Bounding-box records
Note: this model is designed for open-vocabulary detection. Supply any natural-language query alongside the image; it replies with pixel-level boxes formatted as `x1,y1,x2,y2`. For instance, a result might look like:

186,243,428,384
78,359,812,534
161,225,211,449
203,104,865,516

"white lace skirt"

> [Exercise task] Recast every line of the records above as a numbered list, leaving out the blank lines.

> [Result for this task]
1. Note: this model is designed for open-vocabulary detection. Supply any natural-language query alongside the image; it replies with pixel-level boxes formatted as `x1,y1,x2,y2`. For instance, a result might look like:
2. 186,243,428,384
3. 78,359,812,534
4. 161,225,211,449
5. 203,104,865,516
6. "white lace skirt"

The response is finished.